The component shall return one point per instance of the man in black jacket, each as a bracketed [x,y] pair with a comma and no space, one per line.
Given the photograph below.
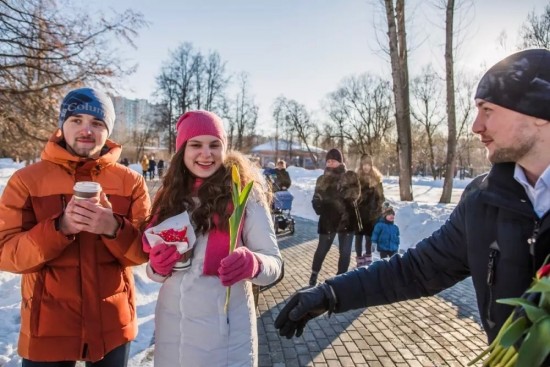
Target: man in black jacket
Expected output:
[499,233]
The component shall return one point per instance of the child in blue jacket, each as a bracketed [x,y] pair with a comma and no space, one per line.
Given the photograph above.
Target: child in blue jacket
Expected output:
[386,234]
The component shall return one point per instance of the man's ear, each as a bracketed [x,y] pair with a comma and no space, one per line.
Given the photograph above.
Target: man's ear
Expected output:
[541,122]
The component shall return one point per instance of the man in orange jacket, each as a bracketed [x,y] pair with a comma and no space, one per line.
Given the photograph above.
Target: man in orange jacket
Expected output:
[77,287]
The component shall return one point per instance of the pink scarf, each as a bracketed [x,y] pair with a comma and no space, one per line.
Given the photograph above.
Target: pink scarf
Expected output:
[217,246]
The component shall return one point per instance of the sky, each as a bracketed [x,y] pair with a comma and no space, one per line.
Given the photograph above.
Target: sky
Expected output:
[416,220]
[302,49]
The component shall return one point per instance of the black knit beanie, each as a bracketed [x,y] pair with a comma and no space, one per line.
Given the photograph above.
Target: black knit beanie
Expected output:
[520,82]
[335,154]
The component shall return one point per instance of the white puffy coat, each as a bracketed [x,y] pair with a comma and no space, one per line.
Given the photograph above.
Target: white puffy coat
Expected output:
[191,327]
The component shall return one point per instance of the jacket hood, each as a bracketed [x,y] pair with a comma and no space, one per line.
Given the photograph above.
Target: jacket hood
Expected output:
[55,152]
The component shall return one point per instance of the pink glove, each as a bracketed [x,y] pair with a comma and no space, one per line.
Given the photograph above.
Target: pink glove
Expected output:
[163,258]
[145,244]
[240,264]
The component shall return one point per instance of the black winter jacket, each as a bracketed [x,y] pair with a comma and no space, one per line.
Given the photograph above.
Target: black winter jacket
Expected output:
[486,236]
[336,193]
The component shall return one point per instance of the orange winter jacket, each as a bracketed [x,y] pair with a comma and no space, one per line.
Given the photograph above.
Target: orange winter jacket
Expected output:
[78,296]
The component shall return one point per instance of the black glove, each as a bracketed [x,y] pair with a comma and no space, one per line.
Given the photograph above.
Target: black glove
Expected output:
[303,306]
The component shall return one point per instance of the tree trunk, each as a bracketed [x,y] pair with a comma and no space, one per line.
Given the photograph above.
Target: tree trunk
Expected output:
[400,76]
[450,163]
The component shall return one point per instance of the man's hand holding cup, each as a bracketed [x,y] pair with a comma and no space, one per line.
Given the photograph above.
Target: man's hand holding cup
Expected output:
[89,210]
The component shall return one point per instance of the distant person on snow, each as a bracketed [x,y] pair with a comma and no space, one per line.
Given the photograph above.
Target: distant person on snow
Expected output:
[499,233]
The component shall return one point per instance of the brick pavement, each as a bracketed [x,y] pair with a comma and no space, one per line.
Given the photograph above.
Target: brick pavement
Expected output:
[442,330]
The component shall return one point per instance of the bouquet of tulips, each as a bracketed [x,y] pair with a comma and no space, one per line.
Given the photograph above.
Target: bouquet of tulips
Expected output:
[524,339]
[239,199]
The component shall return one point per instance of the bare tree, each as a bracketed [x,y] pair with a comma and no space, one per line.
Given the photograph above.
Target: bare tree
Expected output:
[361,111]
[189,80]
[426,109]
[400,75]
[44,51]
[298,121]
[535,32]
[243,117]
[450,163]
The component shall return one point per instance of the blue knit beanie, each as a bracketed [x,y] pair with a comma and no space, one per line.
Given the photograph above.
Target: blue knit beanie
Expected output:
[88,101]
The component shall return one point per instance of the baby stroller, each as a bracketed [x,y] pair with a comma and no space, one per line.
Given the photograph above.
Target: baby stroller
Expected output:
[280,210]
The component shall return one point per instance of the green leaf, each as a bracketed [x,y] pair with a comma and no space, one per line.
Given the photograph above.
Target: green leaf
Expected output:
[515,302]
[534,313]
[244,194]
[542,285]
[513,332]
[535,348]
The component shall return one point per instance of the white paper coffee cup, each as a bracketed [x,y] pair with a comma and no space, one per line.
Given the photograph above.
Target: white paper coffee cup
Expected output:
[86,190]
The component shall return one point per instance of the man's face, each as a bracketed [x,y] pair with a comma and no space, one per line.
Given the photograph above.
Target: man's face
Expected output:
[332,163]
[508,136]
[85,135]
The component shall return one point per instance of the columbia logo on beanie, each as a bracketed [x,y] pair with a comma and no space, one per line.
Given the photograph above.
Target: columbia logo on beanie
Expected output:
[520,82]
[88,101]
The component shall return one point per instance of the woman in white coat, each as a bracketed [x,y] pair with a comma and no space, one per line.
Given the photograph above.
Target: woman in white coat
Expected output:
[191,325]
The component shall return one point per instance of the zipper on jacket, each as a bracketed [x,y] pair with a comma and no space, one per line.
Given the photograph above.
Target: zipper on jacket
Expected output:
[85,351]
[531,242]
[63,203]
[491,267]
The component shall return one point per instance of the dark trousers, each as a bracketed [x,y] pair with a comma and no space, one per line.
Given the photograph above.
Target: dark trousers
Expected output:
[118,357]
[345,240]
[359,245]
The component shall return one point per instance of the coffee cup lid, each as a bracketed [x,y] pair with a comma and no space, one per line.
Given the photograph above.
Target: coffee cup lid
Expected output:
[87,186]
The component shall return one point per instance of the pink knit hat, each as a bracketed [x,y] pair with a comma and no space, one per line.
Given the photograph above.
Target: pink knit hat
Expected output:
[196,123]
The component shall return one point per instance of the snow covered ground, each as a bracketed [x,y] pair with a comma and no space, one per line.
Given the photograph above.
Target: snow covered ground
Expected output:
[416,220]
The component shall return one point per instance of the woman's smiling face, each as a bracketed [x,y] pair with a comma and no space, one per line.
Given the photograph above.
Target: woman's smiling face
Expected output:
[204,155]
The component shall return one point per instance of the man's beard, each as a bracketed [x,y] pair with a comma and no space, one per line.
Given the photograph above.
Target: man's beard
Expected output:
[512,154]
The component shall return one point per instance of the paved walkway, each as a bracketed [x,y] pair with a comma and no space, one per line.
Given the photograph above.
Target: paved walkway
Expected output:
[435,331]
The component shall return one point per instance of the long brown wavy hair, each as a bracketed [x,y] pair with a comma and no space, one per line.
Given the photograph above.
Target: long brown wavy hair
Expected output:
[371,178]
[176,193]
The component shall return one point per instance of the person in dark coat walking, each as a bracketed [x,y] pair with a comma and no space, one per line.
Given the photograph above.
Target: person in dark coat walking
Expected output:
[369,207]
[282,178]
[336,193]
[499,233]
[160,168]
[152,167]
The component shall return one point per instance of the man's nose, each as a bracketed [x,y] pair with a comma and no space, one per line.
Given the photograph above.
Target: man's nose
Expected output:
[479,124]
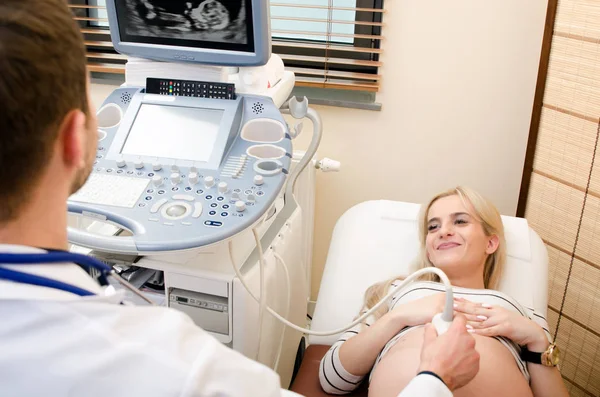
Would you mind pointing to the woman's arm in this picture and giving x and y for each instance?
(346, 363)
(358, 354)
(545, 381)
(496, 321)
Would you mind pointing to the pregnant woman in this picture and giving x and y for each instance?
(462, 234)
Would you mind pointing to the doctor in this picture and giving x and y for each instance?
(58, 343)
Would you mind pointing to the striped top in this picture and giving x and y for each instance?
(336, 380)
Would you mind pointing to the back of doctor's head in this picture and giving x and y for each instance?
————
— TASK —
Copy all the data exactly as written, but skip any picture.

— WORKED SOLUTION —
The component shall return one point per instance of the man in black jacket, each as a bracketed [x,y] pair with a comma and no space, one per line.
Given the photograph below.
Target: man in black jacket
Expected output:
[499,233]
The component shall return one point per instance of the child in blue jacket, each as a bracketed [x,y] pair with a comma and no space, one per line.
Given the photograph above.
Target: child in blue jacket
Expected output:
[386,234]
The component shall return one point per instance of the man's ear, each as a bracketed [x,y] pair with a comma and no space, one per line.
Given the photograph above.
Target: man's ear
Expected output:
[541,122]
The component shall return one point per instance of the man in orange jacket, each as a bracketed [x,y] pair with a comma and no space, one per line.
Given the photograph above.
Target: man in orange jacket
Expected output:
[77,287]
The component shall return one point per instance of the pink scarf, each as a bracketed [x,y] pair with a comma and no space, one per line.
Given the photograph above.
Target: pink scarf
Expected output:
[217,246]
The component shall return one point per instance of the sky, each as a bracketed [x,y] pair with a comma and no space, one per line.
Given the photograph above.
Target: sky
Expected output:
[416,220]
[302,49]
The component shall return one point per instance of the black knit beanie, each as a bracketed [x,y] pair with a comma and no space, one per line.
Given the photograph above.
Target: black knit beanie
Expected output:
[520,82]
[335,154]
The component shall return one point per instance of the white puffy coat, each as a bracketed [x,y] pair with a comma and no space, one per line.
Given the photograph above.
Target: white puffy coat
Expected output:
[191,327]
The component shall return one point per instance of the jacket hood, each as a bracketed [x,y] pair with a comma and no space, one per line.
Given the photograph above.
Target: jacket hood
Expected output:
[55,152]
The component shall return one point per instance of the pink glove, each as a bracketed [x,y] pair with a comma and no space, one per line.
Given the photograph above.
Target: pink glove
Expected output:
[163,258]
[145,244]
[240,264]
The component shall return one point per instance of the black winter jacket, each as a bracketed [x,y] pair with a comma and no space, one per line.
Given the photograph above.
Target: black winter jacket
Expected output:
[486,236]
[336,193]
The component shall return one point per instance of the orange winter jacket, each as a bracketed [x,y] pair with a comma and no space, one per line.
Given the photograph above.
Target: orange winter jacket
Expected output:
[78,296]
The component shall return one point per instance of the black glove, each as a bracketed [x,y] pair with a comma and no space, one per line.
Given the photograph above.
Target: black glove
Expected output:
[303,306]
The component shall return one point per instance of the tree trunk, each as a bracketed [x,y] pair with a comma and no space, one per line.
Given the photograph above.
Target: tree trunk
Expected output:
[400,76]
[450,163]
The component shall return one point per instance of the man's hand holding cup, each as a bracketed [x,y] pair with a comma and no space, one per line.
Given the photograph above.
Target: man's hand holding cup
Expected output:
[89,210]
The component shall return one point per instance of the distant person on snow, each as a bracketed [x,y] pair with a comma and no space, one per line.
Given the photograph above.
Target: distant person on snow
Expected output:
[499,233]
The component shall return one point per instance of the brick pavement, each as a bracketed [x,y] pair with a comma and no space, one per line.
Given the photograph above.
Target: brick pavement
Expected output:
[442,330]
The component shall return one point per instance of the bouquet of tulips, each as a bracketed [x,y] pair with a comma and no space, one per line.
Given the photograph above.
Target: bouquet of tulips
Expected output:
[524,339]
[239,199]
The component shall return one point per instance of the bare tree, each as a bracketed [x,y] pair with a comma and no space, one per line.
Given the photograph above.
Target: bare tree
Expected output:
[361,111]
[189,80]
[426,109]
[400,75]
[44,51]
[298,121]
[535,32]
[243,117]
[450,163]
The component shall return one point per instance of the blue knit beanie, each as a bracketed [x,y] pair with a comma and no space, one per line.
Given the photograph above.
Target: blue knit beanie
Expected output:
[88,101]
The component shall return one point per instance of the baby stroller, each as a bracketed [x,y] pair with a comma and no space, one per line.
Given the photograph above.
Target: baby stroller
Expected output:
[280,210]
The component shall return one point per instance of the green leaf, each as a bracketed [x,y] pair with a comma and no space, one per line.
Given the photograph above.
Target: green leaf
Expected output:
[515,302]
[534,313]
[244,194]
[542,285]
[513,332]
[535,348]
The component shall return one point per instance of the white paper coffee cup, each as a bracketed [x,y] pair with a comma and no space, one per line.
Given the photograph above.
Target: white paper coffee cup
Expected output:
[86,190]
The component shall return one point per instance of the man's face, each as a bracketed [x,y] pair with a comma and no space, one per line.
Given the photograph above.
Target: man's face
Expected output:
[332,163]
[508,136]
[85,135]
The component shall return one point per instance of the columbia logo on beanie, each as a bracketed [x,y] pair with a comma and no space, one per line.
Given the photograph above.
Target: columbia logo on beanie
Expected output:
[520,82]
[88,101]
The component shall return one point per instance of the woman in white coat, each as a bracketed [x,y] pair with a comma and no space, one per line.
Given the photograph above.
Target: woman in white coat
Expected output:
[191,325]
The component shall return one point per instance of the zipper on jacket, each as a bracketed [x,y] pair with a comma and no space, one per line.
Given the photograph above.
Target: zipper on jacket
Expected output:
[85,351]
[531,242]
[63,203]
[491,267]
The component shall return one point per instance of the dark trousers, each as a bracketed [x,y] pair with a comma and no space, one per line.
Given the photograph above.
Target: dark trousers
Expected output:
[118,357]
[345,240]
[359,245]
The component shall return one point per instance of the coffee cup lid, each as a bracketed [x,y] pair with a comma and no space, one per line.
Given the photograph above.
Target: coffee cup lid
Expected output:
[87,186]
The component shall return one point per instance of the pink knit hat, each as a bracketed [x,y] pair with a comma and no space, one per line.
Given the photograph above.
Target: pink knit hat
Expected output:
[196,123]
The component shall return one point per instance of the snow covered ground, each as a bracketed [x,y] pair with a comma and no space, one per line.
Given the photograph above.
Target: snow covered ground
Expected output:
[416,220]
The component shall return one point per instance of the woman's smiling face, each as a bracketed [x,y] pair with a comma and no space, one per line.
Given the photograph above.
Target: woman's smiling face
Expected output:
[204,155]
The component shall return one point per instance of the man's beard, each as a bracketed [x,y] pair with a comma and no space, one per line.
Given the photograph above.
Target: man's beard
Expected output:
[512,154]
The component shall return one point per instance of the paved walkway, each as a bracketed [x,y] pair with a comma and no space, one per line.
Given the photograph above.
Target: paved walkway
Expected output:
[435,331]
The component shall return one point per instance of the long brown wavy hair, each as a bracketed [x,y] pair with a comma and no space, one per line.
Given the photograph above.
Target: long brown wavy hair
Expected output:
[371,178]
[176,193]
The component shall return one point per instance of the person in dark coat walking, each as a bracketed [x,y] pair with a comma and no space, one per line.
Given the photograph above.
Target: person in dark coat walking
Expected output:
[369,207]
[282,178]
[336,193]
[499,233]
[160,168]
[152,167]
The component shall return one point per instance of the man's nose, each as a bracketed [x,y] pair with a comma and no space, one per line.
Given the photograph above.
Target: man's nose
Expected output:
[479,124]
Would you mind pointing to the woman's arm in this picture and giving x and y for each instance?
(346, 363)
(358, 354)
(545, 381)
(496, 321)
Would you mind pointing to the pregnant woman in this picture and giving x and y for each instance?
(462, 234)
Would you mind pointing to the doctor in this picture and giving x and y for each instance?
(58, 343)
Would you mind pointing to the striped top in this picture and giving x and y for each instance?
(336, 380)
Would you mind pointing to the back of doctor's head in this picture and giving x and y for each instance?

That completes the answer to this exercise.